— Begin —

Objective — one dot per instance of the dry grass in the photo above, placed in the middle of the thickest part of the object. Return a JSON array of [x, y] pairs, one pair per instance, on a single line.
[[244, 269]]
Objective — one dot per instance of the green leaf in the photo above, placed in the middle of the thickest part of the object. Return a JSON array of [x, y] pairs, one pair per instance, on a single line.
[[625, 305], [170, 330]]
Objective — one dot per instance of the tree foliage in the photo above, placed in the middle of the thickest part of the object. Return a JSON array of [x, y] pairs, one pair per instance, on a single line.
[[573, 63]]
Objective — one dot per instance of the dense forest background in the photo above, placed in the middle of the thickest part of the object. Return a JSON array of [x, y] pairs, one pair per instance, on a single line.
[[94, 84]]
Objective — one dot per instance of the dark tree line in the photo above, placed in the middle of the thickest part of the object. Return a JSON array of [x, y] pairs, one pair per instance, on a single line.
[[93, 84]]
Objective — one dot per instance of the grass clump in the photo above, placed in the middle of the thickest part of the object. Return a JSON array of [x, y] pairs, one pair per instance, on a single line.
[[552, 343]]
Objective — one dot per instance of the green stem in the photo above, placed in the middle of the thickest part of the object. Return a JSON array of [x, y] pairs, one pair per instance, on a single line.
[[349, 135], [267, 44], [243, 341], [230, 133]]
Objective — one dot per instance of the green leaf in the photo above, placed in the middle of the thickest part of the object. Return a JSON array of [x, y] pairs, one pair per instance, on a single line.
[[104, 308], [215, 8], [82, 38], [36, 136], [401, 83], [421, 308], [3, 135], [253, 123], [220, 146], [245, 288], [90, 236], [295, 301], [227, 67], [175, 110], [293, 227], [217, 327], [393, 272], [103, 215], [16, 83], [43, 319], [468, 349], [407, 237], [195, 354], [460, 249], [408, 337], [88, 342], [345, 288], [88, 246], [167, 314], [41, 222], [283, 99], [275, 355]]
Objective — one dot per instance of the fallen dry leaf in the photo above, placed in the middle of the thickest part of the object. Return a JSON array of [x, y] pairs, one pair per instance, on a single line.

— End —

_Task requirements_: Output every line above without altering anything.

_Answer_:
Objective — one dot per instance of the dry grass in the photo above, placed in the middle of the thickest part of the object. Return a JSON array of [x, y] pairs, one pair per instance, on a single line.
[[244, 269]]
Objective — one dot per instance of the green leaf in the photo above, placed in the middle of the thickest part of the object. Return a JSON array of [x, y] pairs, one pair per instance, on a single line.
[[625, 305], [170, 330]]
Objective — one dot per instance of the tree foliage in the photo above, placed in the middle of the thickest part of the object. Return a JSON array of [x, y] pairs, one pair per instance, on a single line.
[[573, 63]]
Objective — one dot per instance of the dense forest background in the photo above, placed in the middle of the thickest part of the object. Return a JSON array of [x, y] pairs, one pair per instance, on a single line.
[[94, 84]]
Objective — one dot per instance of the dark tree line in the photo above, placed in the middle of the thickest part of the object. Return a JSON array of [x, y] pairs, one pair per instance, on a single line.
[[93, 84]]
Objective — one dot per instance of the grass clump in the photo above, placed in the middle of the thickest part of the object. Return a JSON array of [x, y] pairs, one pair per instance, on a single line.
[[552, 343]]
Objective — one dot per instance of the green stem in the photo above, placed in the middle of the thickest part of the object. Return a JSON array of [x, y] pairs, one pair per instance, on a single line.
[[349, 135], [267, 44], [243, 341], [230, 133]]
Objective — one dot per instance of the green leaf in the photo above, placed in the middle of the thickest part of the object. Return a JSON array of [x, y] pairs, one pair per instance, on a single line.
[[104, 308], [215, 8], [82, 38], [36, 136], [401, 83], [421, 308], [3, 135], [253, 123], [220, 146], [245, 288], [90, 236], [295, 301], [227, 67], [175, 110], [293, 227], [217, 327], [393, 272], [103, 215], [16, 83], [43, 319], [468, 349], [407, 237], [195, 354], [460, 249], [408, 337], [88, 342], [345, 288], [88, 246], [167, 314], [41, 222], [283, 99], [275, 355]]
Objective — one dot per instance of the fallen dry leaf in the photo above, placed in the middle of the thickest part of the object. Return a JSON array of [x, y] pairs, one pair per instance, on a single line.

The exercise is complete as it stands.